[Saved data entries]
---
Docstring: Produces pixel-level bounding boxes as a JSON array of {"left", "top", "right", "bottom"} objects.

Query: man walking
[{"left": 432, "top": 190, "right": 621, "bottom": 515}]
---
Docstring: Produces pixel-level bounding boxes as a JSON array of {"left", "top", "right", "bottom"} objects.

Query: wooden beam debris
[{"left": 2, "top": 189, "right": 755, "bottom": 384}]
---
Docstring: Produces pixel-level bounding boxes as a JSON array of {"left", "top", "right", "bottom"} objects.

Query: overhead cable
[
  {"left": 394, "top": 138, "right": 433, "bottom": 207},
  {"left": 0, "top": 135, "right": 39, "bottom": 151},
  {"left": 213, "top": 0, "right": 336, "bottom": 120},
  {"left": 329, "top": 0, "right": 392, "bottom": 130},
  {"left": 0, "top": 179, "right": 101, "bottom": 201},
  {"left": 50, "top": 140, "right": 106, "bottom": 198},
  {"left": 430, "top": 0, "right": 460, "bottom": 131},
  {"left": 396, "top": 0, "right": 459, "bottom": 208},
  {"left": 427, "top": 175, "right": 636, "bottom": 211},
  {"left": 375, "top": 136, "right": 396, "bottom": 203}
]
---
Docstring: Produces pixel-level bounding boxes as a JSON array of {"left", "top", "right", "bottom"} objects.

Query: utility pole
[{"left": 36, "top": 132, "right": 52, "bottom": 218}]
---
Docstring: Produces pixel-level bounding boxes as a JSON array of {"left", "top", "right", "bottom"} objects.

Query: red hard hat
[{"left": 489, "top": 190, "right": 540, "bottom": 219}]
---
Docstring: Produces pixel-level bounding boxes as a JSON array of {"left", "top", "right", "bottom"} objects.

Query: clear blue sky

Your instructions —
Write the entries out a second time. Match them exactly.

Exercise output —
---
Docstring: Produces pixel-level bounding boxes as a JSON array of {"left", "top", "right", "bottom"} objects.

Query: man walking
[{"left": 432, "top": 190, "right": 621, "bottom": 515}]
---
Docstring: Produces pixel-level bounding boxes as a JSON array of {"left", "top", "right", "bottom"} objects.

Query: wooden beam debris
[{"left": 2, "top": 189, "right": 755, "bottom": 384}]
---
Docstring: Produces pixel-level bounding boxes as a JSON array of {"left", "top", "right", "bottom"} objects.

Query: overhead cable
[
  {"left": 394, "top": 138, "right": 433, "bottom": 207},
  {"left": 0, "top": 135, "right": 39, "bottom": 151},
  {"left": 213, "top": 0, "right": 336, "bottom": 120},
  {"left": 329, "top": 0, "right": 392, "bottom": 130},
  {"left": 0, "top": 179, "right": 101, "bottom": 201},
  {"left": 50, "top": 140, "right": 106, "bottom": 198},
  {"left": 430, "top": 0, "right": 460, "bottom": 131},
  {"left": 396, "top": 0, "right": 459, "bottom": 208},
  {"left": 427, "top": 175, "right": 636, "bottom": 211},
  {"left": 375, "top": 136, "right": 396, "bottom": 203}
]
---
Docstring: Produces pixel-level bounding boxes as a JSON array of {"left", "top", "right", "bottom"} objects.

Query: utility pole
[{"left": 36, "top": 132, "right": 52, "bottom": 218}]
---
Docstring: Produces pixel-level bounding boxes as a JSON array of {"left", "top", "right", "bottom"} objects.

Query: red hard hat
[{"left": 489, "top": 190, "right": 540, "bottom": 219}]
---
Docstring: Produces pixel-level bounding boxes as a JSON array of {"left", "top", "right", "bottom"} objects.

Query: clear blue sky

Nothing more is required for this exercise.